• Excerpt to read:

3. Could a Renminbi (RMB) Stablecoin Become a Reality?

Does the implementation of stablecoin regulations in Hong Kong open up policy possibilities for a "Renminbi stablecoin"? While the prospect of an RMB stablecoin remains a sensitive topic, its long-term potential should not be underestimated. Crypto enthusiasts believe that, if suitable RWA assets (such as energy, minerals, or offshore bonds) can be identified in the future to provide a stable circulation anchor for an RMB stablecoin, its usage logic would become more solid. Hong Kong might serve as a "policy buffer zone" between an RMB stablecoin and the international Web3 market.

Although Hong Kong leads with legislation, stablecoins face highly complex regulatory challenges in the mainland market. Driven by concerns over financial sanctions and reliance on the U.S. dollar system, many businesses already feel a practical need for "non-dollar settlement tools." However, for regulators, allowing stablecoins to proliferate means addressing:

· Controllability of capital flows and cross-border settlements;

· Strain on foreign exchange control and financial stability;

· Control over data and financial information security concerns;

· Interaction and alignment with the existing Digital Renminbi system.

Therefore, Crypto Salad believes that it is unlikely for the mainland to replicate Hong Kong's approach in the short term. However, Hong Kong's experience as a "testing ground" might serve as a blueprint for broader explorations in digital financial strategies in the future.

• Given problem:
Continue the article on a possible Renminbi stablecoin from its final sentence.

Stored data
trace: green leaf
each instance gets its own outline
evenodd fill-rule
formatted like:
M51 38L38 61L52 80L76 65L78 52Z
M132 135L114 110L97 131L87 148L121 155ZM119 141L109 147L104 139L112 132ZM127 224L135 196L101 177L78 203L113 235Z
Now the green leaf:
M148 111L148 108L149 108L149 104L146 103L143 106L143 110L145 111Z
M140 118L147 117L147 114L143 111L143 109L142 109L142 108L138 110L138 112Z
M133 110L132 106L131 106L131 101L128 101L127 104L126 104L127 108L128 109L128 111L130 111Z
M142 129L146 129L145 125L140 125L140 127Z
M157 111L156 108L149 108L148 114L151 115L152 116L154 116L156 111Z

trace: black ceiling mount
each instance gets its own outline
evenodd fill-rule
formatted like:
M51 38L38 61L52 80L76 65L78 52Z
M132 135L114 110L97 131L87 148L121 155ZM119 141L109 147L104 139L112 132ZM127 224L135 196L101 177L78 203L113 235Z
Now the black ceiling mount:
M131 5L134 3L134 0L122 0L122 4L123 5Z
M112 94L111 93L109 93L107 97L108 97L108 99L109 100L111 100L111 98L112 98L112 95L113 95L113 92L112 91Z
...
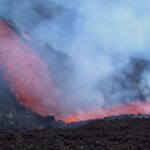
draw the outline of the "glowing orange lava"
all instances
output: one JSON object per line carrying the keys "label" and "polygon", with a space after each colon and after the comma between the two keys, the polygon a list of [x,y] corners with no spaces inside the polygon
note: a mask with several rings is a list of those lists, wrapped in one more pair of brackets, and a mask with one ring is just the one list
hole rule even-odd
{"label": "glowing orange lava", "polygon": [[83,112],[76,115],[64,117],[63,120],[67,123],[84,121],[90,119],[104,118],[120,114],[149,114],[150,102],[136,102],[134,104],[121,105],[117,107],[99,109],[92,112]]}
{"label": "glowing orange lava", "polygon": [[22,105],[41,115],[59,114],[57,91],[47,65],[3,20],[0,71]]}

• Result of the task:
3. Conclusion

With the official implementation of the "Ordinance," Hong Kong has undoubtedly taken a crucial step forward in the global stablecoin regulatory race. This is not just a local financial policy reform but also a strategic probe into the entire Web3 ecosystem, real-world assets (RWA), and even the global currency landscape. While Crypto Salad has meticulously analyzed the key provisions of the "Ordinance" for readers in this article, we believe the real point of interest is not about how any individual clause is defined, but rather in recognizing that a brand-new institutional framework is being opened. At a time when global digital currency policies remain unaligned, Hong Kong has laid out a clear roadmap: to legalize, systematize, and industrialize stablecoins. For the entire Web3 world, this represents both a challenge and an opportunity.